* _YOUR GOAL_:
Can you turn every line of the items below into a numbered list, leaving out any blank lines?

* _INFORMATION SHOWN_:

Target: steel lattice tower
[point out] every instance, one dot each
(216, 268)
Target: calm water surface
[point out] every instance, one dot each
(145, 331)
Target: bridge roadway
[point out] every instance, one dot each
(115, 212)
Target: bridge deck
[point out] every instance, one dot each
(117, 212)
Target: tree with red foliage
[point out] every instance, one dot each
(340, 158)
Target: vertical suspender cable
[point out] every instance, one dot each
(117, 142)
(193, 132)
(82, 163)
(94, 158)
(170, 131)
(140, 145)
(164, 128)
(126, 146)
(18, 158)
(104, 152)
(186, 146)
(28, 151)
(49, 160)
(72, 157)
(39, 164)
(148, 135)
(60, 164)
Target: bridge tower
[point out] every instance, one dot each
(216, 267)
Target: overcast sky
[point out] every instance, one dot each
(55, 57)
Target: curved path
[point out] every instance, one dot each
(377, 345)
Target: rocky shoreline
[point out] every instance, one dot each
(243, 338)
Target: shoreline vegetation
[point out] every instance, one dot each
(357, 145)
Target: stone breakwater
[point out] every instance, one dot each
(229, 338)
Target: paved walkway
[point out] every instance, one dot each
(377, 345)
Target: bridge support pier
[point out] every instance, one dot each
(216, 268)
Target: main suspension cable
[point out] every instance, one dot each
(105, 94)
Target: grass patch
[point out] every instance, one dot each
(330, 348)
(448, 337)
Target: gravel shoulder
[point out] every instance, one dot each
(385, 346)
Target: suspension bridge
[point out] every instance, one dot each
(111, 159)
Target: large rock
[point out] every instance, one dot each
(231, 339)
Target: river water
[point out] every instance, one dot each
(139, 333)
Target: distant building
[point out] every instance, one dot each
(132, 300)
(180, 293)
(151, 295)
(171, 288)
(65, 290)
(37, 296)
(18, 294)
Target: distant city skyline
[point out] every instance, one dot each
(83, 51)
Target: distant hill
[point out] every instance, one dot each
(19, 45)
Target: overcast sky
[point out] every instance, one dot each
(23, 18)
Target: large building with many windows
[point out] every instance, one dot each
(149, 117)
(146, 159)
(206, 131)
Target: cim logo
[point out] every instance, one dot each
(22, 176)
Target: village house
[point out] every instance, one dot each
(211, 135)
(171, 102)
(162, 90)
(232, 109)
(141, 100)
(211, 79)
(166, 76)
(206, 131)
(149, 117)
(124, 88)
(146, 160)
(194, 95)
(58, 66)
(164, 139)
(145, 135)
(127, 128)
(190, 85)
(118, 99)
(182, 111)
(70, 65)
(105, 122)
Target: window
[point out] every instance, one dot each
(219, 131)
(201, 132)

* _SOLUTION TO THE EXERCISE_:
1. Target: steel lattice tower
2. [point out] every instance, one dot each
3. (216, 268)
4. Target: calm water surface
5. [point out] every instance, one dot each
6. (145, 331)
7. Target: bridge roadway
8. [point out] every instance, one dot each
9. (115, 212)
10. Target: bridge deck
11. [point out] every instance, one dot each
12. (117, 212)
13. Target: tree with red foliage
14. [point out] every instance, one dot each
15. (340, 158)
16. Target: vertical suspender cable
17. [point out] every instance, one dot each
18. (117, 142)
19. (193, 132)
20. (82, 163)
21. (94, 158)
22. (170, 131)
23. (140, 145)
24. (164, 128)
25. (126, 146)
26. (18, 158)
27. (104, 152)
28. (186, 146)
29. (28, 151)
30. (49, 160)
31. (72, 157)
32. (39, 164)
33. (148, 135)
34. (60, 164)
35. Target: bridge tower
36. [point out] every instance, one dot each
37. (216, 267)
38. Target: overcast sky
39. [point out] every instance, one dot each
40. (55, 57)
41. Target: curved path
42. [point out] every instance, one dot each
43. (377, 345)
44. Target: rocky shoreline
45. [point out] every instance, one dot each
46. (243, 338)
47. Target: shoreline vegetation
48. [point out] every instance, one dot each
49. (357, 145)
50. Target: stone breakwater
51. [point out] every instance, one dot each
52. (229, 338)
53. Target: paved walkway
54. [point out] every instance, one dot each
55. (377, 345)
56. Target: bridge support pier
57. [point out] every instance, one dot each
58. (216, 268)
59. Target: main suspension cable
60. [point out] every instance, one dot each
61. (105, 94)
62. Target: grass patch
63. [point out] every instance, one dot each
64. (330, 348)
65. (448, 337)
66. Target: gravel shoulder
67. [point out] every instance, one dot each
68. (385, 346)
69. Target: suspension bridge
70. [point out] every instance, one dot each
71. (111, 159)
72. Target: large rock
73. [point out] every instance, one dot each
74. (231, 339)
75. Target: river water
76. [point out] every instance, one dot each
77. (139, 333)
78. Target: distant building
79. [point out] every instance, one dot each
80. (132, 300)
81. (180, 293)
82. (151, 295)
83. (171, 288)
84. (65, 290)
85. (37, 296)
86. (18, 294)
87. Target: distant city skyline
88. [point out] every instance, one dot each
89. (83, 51)
90. Target: distant hill
91. [point out] every instance, one dot each
92. (19, 45)
93. Target: overcast sky
94. [point out] every instance, one dot each
95. (23, 18)
96. Target: large building with many windows
97. [point out] every instance, one dot each
98. (149, 117)
99. (146, 159)
100. (206, 131)
101. Target: cim logo
102. [point out] every instance, one dot each
103. (22, 176)
104. Target: village house
105. [point out] every instance, one dot each
106. (211, 135)
107. (171, 102)
108. (162, 90)
109. (232, 109)
110. (141, 100)
111. (211, 79)
112. (166, 76)
113. (206, 131)
114. (149, 117)
115. (124, 88)
116. (146, 160)
117. (194, 95)
118. (58, 66)
119. (164, 139)
120. (145, 135)
121. (127, 128)
122. (190, 85)
123. (118, 99)
124. (182, 111)
125. (70, 65)
126. (105, 122)
127. Target: window
128. [point out] every instance, one dot each
129. (219, 131)
130. (201, 132)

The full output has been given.